### GIVEN TASK:
Find "the iguana's tail" in the material below, then copy that line and every subsequent line to the end, exactly.

* START INPUT RECORDS *

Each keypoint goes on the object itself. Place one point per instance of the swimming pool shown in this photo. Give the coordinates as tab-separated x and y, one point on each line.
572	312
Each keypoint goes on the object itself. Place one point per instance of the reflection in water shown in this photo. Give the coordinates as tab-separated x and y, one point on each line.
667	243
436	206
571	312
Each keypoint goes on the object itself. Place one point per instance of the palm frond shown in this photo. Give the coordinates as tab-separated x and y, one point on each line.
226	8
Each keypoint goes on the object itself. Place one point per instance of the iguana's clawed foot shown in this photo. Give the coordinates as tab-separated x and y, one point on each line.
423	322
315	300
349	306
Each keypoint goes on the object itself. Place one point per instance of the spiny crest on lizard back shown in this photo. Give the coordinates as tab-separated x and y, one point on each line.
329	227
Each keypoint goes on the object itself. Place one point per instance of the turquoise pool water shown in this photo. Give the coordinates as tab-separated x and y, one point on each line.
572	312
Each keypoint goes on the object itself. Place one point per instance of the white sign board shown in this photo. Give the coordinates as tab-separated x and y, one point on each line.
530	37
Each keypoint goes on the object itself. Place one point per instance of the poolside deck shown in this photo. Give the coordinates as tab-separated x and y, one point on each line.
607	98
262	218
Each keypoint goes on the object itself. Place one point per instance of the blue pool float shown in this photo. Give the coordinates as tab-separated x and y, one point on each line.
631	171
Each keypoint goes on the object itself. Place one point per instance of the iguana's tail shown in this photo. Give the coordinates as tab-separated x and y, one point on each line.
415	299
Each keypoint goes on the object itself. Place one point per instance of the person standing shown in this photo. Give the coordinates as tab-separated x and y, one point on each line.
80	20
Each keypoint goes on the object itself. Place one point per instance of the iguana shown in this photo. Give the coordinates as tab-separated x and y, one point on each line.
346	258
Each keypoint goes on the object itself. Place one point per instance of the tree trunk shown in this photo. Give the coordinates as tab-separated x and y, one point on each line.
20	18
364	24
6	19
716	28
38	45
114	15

* END INPUT RECORDS *

### RESPONSE BELOW:
Each keypoint goes on the object itself. Place one point per instance of the iguana's tail shown in this photo. Give the coordinates as tab-separated x and y, one point on each line.
415	299
Each keypoint goes on the object itself. Place one point per instance of the person standing shown in this photo. Give the coordinates as tab-separated x and y, one point on each line.
80	20
Each keypoint goes on the object itself. Place one point per instance of the iguana shown in this photo. Give the coordinates as tab-separated x and y, one point on each line.
346	258
Each keypoint goes on the object itself. Place one point per instance of the tree trunk shown in this photo. Give the coordinates as tab-separated x and y, one point on each line.
20	18
364	24
6	19
716	28
38	45
114	15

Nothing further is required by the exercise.